Coordinate annotation entries
# # # # # # #

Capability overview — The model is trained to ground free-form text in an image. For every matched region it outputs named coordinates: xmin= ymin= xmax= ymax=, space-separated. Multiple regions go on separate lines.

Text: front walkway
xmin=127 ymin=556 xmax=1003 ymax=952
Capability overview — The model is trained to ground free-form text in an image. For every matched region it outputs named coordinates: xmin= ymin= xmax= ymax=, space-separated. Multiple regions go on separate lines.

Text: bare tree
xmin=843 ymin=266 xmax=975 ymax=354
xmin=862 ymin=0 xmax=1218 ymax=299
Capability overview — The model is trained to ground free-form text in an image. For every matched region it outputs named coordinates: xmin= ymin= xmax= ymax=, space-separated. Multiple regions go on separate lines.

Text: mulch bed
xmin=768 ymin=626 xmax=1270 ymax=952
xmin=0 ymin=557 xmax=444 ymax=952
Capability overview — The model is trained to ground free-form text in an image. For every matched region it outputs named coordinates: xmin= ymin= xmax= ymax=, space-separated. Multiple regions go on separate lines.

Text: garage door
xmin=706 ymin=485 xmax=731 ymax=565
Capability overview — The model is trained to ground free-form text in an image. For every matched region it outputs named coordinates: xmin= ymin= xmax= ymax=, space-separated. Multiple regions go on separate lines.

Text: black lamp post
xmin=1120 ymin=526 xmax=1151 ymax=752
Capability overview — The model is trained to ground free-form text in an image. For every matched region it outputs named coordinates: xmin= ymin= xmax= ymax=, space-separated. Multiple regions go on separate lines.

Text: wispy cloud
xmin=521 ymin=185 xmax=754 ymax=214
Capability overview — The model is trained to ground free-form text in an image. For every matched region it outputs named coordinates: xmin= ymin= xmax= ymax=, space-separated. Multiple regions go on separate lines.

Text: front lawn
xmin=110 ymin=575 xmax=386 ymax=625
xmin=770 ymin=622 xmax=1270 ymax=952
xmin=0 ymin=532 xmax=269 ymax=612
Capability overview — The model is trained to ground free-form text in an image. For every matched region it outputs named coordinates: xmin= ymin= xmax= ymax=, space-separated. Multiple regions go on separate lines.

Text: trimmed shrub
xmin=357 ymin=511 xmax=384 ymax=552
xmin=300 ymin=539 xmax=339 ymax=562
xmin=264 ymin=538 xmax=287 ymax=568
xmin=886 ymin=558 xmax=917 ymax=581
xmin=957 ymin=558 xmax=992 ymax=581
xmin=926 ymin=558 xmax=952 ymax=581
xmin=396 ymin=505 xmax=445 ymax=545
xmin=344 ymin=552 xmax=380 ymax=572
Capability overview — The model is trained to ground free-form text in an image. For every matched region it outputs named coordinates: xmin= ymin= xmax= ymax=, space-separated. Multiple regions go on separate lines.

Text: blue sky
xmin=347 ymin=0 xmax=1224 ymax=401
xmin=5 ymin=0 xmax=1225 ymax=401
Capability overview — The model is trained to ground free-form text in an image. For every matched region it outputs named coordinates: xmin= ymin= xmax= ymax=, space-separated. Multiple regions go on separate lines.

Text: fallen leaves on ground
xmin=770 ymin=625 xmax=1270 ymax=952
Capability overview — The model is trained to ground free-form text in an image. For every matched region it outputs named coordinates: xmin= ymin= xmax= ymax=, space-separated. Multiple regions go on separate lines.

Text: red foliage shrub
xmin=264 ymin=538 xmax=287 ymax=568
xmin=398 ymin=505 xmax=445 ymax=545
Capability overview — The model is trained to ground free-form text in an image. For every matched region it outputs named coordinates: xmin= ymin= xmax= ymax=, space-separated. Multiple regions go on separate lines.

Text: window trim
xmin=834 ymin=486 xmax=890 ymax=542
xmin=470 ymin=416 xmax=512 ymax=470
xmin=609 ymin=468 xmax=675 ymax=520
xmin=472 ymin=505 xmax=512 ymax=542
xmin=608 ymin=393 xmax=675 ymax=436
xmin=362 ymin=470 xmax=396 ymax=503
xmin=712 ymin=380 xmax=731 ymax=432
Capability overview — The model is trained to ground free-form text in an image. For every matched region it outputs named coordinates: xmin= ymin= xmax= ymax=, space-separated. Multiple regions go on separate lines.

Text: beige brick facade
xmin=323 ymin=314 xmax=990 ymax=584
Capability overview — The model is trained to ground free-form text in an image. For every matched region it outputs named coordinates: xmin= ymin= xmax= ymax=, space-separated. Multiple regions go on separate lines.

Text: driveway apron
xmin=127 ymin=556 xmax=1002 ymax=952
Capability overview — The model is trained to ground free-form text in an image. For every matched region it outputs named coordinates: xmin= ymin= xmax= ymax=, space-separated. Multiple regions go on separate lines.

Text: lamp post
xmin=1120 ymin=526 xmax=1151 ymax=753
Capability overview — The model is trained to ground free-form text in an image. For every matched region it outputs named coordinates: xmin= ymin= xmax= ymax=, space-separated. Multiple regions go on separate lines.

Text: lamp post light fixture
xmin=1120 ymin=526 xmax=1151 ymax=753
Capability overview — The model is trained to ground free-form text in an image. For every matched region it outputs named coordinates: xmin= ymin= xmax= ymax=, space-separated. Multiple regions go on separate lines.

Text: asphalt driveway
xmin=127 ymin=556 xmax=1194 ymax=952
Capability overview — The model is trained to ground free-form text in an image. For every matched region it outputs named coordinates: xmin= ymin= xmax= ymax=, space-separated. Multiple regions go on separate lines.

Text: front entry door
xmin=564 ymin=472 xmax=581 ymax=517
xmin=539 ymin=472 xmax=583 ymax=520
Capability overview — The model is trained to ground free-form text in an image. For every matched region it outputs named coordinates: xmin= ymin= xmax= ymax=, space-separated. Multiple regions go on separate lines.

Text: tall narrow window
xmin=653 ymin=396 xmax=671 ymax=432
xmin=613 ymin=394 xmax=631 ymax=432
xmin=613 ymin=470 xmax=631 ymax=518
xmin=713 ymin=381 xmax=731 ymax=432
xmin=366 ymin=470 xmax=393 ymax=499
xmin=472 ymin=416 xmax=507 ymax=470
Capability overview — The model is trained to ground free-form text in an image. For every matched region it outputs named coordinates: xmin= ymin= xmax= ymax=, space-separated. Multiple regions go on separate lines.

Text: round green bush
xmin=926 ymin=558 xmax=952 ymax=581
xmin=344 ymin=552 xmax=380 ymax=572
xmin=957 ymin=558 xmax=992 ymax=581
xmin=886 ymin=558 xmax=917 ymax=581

# # # # # # #

» Problem description
Reproduce the data word for word, starting at its first line and ending at the line that contains "xmin=0 ymin=532 xmax=269 ymax=612", with both of those lines included.

» Exercise response
Capability overview — The model is trained to ground free-form text in an image. For every matched region it outputs named coordinates: xmin= ymin= xmax= ymax=, space-separated. Multiple regions go on separate lines.

Text: front walkway
xmin=127 ymin=556 xmax=1003 ymax=952
Capability overview — The model is trained to ground free-form text in an image. For every matched region it outputs named coordinates: xmin= ymin= xmax= ymax=, space-separated. Multiple regions go on separate lines.

Text: bare tree
xmin=843 ymin=266 xmax=975 ymax=354
xmin=862 ymin=0 xmax=1218 ymax=299
Capability overview — The model is trained to ground free-form text in an image. For every matched region it outputs named coordinates: xmin= ymin= xmax= ymax=, space-separated. Multiple regions go on separate lines.

Text: mulch bed
xmin=768 ymin=626 xmax=1270 ymax=952
xmin=0 ymin=557 xmax=444 ymax=952
Capability overview — The model is trained to ground free-form text in an image. For every matched region it outputs named coordinates: xmin= ymin= xmax= ymax=, space-separated. Multiple regions go on separate lines.

Text: garage door
xmin=706 ymin=485 xmax=731 ymax=565
Capability overview — The model is trained to ground free-form text in an image. For every matched region it outputs named coordinates: xmin= ymin= xmax= ymax=, space-separated. Multiple regions go on separate lines.

Text: black lamp post
xmin=1120 ymin=526 xmax=1151 ymax=752
Capability overview — The model is trained to ground free-form text in an image. For every matched region it outputs named coordinates: xmin= ymin= xmax= ymax=, space-separated. Multiple regions go on separate lines.

Text: wispy cloud
xmin=521 ymin=185 xmax=754 ymax=214
Capability overview — The model is trained to ground free-form text in an image. For every matched region it outputs named coordinates: xmin= ymin= xmax= ymax=, space-separated. Multiple regions go on separate lines.

Text: front lawn
xmin=110 ymin=575 xmax=386 ymax=625
xmin=770 ymin=622 xmax=1270 ymax=952
xmin=0 ymin=532 xmax=269 ymax=612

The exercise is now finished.